--- begin SUPPLIED INFORMATION ---

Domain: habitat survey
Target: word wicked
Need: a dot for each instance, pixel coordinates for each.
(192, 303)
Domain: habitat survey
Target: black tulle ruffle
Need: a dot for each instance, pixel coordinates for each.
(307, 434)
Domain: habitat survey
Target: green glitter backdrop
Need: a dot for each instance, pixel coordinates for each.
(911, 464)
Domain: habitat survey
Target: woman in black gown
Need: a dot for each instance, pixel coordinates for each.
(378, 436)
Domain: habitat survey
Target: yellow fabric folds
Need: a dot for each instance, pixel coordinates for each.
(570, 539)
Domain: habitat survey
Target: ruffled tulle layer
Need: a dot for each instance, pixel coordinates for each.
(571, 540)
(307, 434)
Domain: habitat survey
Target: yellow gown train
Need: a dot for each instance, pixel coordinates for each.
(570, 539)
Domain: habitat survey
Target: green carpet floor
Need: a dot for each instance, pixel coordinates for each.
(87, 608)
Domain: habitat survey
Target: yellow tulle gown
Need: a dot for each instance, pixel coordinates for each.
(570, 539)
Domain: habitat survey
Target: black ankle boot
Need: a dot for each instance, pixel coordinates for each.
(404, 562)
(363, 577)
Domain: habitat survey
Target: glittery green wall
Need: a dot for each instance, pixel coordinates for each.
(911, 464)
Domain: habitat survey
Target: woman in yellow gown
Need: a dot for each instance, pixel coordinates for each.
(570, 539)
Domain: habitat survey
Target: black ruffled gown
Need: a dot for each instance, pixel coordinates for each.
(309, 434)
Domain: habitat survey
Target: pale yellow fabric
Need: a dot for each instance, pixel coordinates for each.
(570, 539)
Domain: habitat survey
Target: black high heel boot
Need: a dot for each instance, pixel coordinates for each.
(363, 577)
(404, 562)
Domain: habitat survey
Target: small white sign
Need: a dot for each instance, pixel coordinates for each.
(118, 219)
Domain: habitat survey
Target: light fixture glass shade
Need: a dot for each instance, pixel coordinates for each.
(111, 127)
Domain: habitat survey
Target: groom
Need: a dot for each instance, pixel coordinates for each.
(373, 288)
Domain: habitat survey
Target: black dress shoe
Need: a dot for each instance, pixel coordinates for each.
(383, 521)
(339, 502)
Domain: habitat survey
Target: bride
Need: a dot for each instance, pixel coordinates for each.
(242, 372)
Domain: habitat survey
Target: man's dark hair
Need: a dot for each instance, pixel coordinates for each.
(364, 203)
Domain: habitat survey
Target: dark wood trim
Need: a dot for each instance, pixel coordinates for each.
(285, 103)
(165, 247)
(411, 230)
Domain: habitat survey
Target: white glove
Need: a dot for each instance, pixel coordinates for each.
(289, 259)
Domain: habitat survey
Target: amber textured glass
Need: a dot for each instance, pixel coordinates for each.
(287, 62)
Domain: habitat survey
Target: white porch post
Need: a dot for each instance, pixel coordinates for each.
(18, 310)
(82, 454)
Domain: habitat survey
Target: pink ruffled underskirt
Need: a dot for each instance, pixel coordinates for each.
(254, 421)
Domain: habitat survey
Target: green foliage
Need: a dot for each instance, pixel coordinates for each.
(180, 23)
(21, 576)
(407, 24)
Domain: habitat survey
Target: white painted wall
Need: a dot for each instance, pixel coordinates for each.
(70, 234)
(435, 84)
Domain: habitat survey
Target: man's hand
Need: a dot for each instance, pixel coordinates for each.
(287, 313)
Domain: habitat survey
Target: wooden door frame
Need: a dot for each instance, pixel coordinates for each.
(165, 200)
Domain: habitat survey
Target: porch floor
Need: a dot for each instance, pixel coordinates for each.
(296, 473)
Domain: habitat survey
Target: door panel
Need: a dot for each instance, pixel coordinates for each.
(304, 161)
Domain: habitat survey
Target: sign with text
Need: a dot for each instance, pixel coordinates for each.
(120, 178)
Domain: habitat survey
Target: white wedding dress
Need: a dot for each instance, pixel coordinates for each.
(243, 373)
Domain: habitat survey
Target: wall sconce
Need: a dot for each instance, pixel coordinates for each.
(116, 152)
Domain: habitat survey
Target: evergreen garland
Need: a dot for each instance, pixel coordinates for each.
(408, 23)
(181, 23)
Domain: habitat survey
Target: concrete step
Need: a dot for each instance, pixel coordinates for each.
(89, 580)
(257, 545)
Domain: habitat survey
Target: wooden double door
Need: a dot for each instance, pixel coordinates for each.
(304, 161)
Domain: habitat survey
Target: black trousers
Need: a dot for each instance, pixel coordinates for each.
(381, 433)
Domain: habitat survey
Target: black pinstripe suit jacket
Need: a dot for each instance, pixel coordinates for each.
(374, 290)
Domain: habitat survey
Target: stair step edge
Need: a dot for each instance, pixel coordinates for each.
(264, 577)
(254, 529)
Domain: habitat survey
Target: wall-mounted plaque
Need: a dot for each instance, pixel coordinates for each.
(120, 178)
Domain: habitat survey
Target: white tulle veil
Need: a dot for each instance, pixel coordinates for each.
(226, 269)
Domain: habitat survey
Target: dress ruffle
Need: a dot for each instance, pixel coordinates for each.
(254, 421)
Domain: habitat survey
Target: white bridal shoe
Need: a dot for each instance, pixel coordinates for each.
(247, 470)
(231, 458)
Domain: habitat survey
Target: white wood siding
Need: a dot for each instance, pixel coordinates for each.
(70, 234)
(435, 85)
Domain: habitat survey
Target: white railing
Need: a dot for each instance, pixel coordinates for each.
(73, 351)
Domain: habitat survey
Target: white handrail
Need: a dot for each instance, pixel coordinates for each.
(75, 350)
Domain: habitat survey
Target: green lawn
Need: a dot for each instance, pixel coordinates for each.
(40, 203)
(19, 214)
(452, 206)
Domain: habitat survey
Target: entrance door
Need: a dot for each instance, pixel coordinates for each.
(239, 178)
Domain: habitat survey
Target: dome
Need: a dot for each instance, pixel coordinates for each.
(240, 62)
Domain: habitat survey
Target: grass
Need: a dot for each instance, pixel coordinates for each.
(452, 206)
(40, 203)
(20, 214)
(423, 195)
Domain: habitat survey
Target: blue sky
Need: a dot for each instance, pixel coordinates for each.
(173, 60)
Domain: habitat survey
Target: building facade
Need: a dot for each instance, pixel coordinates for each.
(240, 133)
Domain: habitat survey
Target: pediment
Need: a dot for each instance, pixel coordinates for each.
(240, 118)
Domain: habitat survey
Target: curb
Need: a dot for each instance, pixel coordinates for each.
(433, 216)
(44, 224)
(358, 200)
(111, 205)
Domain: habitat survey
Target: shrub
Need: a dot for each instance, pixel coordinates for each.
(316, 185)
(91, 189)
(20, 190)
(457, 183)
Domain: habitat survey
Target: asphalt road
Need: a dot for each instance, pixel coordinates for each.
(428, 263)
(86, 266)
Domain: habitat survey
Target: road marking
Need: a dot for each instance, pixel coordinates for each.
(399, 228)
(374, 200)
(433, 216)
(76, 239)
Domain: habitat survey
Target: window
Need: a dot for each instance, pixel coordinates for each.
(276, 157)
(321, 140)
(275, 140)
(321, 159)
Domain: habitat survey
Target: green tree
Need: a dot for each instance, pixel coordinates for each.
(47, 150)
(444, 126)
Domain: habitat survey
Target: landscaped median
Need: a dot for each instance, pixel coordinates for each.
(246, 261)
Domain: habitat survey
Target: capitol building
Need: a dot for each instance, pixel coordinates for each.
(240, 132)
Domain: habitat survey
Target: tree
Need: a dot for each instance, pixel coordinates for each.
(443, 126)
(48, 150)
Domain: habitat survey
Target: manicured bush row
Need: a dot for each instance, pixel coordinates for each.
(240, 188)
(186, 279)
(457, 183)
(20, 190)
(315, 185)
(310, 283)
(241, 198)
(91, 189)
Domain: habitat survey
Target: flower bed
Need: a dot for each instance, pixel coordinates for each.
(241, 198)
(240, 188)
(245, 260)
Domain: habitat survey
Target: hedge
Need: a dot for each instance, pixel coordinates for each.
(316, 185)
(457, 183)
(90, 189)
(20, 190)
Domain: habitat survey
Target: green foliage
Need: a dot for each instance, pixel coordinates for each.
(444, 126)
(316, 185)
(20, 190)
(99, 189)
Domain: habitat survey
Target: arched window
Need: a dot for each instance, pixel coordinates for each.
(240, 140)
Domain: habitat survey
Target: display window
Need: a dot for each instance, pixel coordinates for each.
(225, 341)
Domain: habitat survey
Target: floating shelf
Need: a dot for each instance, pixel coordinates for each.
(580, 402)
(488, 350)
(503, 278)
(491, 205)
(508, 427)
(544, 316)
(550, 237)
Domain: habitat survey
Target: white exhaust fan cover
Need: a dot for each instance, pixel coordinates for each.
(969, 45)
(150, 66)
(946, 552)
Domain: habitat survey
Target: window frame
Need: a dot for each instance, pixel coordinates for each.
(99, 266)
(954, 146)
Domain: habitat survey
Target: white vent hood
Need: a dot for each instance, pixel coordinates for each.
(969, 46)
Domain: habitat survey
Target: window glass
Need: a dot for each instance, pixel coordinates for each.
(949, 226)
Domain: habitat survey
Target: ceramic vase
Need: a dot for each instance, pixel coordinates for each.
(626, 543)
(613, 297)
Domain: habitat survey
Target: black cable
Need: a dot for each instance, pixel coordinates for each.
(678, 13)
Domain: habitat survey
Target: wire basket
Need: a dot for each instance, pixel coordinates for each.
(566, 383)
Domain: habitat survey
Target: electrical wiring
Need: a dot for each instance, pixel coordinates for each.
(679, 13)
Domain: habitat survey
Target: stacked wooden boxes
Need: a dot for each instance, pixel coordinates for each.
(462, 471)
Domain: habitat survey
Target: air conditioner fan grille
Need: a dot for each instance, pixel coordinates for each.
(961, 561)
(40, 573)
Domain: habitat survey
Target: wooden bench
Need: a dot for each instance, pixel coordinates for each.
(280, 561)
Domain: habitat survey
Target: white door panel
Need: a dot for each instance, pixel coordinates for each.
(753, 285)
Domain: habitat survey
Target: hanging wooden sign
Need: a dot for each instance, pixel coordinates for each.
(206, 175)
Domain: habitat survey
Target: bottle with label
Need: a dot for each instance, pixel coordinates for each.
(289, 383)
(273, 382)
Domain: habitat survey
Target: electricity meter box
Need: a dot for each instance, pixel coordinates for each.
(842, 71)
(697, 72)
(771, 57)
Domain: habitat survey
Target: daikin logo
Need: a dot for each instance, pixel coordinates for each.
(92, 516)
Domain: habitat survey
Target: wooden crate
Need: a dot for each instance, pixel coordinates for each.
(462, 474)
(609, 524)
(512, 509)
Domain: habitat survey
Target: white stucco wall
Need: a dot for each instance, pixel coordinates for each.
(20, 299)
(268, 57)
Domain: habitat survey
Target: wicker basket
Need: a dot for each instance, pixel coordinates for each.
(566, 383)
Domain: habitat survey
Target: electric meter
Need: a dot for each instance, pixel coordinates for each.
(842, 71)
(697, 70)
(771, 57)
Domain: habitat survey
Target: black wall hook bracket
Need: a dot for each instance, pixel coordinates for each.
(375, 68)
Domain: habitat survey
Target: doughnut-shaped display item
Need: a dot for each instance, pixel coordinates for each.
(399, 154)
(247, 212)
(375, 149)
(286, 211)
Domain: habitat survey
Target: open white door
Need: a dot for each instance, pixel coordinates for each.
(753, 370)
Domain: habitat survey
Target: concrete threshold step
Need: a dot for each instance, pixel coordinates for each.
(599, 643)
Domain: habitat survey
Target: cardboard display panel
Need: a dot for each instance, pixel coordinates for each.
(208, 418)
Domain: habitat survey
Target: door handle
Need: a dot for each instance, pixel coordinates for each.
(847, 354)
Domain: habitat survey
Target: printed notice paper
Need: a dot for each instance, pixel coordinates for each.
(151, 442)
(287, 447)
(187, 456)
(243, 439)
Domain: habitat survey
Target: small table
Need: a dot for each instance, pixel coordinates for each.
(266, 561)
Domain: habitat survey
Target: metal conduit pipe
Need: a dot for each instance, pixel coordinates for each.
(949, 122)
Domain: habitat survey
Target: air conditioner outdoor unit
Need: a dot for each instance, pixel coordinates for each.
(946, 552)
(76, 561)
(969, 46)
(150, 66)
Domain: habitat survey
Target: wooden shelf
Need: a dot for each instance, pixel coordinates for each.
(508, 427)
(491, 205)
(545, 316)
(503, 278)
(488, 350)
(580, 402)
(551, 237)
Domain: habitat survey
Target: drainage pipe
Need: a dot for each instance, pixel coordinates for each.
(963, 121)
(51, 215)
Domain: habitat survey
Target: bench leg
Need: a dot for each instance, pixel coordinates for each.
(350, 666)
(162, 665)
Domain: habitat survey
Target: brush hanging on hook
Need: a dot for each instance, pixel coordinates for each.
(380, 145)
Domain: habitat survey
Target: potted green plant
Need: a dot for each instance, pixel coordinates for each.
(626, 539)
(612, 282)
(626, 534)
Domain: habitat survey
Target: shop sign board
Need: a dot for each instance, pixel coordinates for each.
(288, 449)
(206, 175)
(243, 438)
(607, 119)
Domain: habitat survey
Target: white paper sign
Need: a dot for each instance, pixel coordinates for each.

--- end SUPPLIED INFORMATION ---

**INSTRUCTION**
Return every line from the records above that contains the word "shoe".

**TASK OUTPUT**
Target: black dress shoe
Target: white bridal shoe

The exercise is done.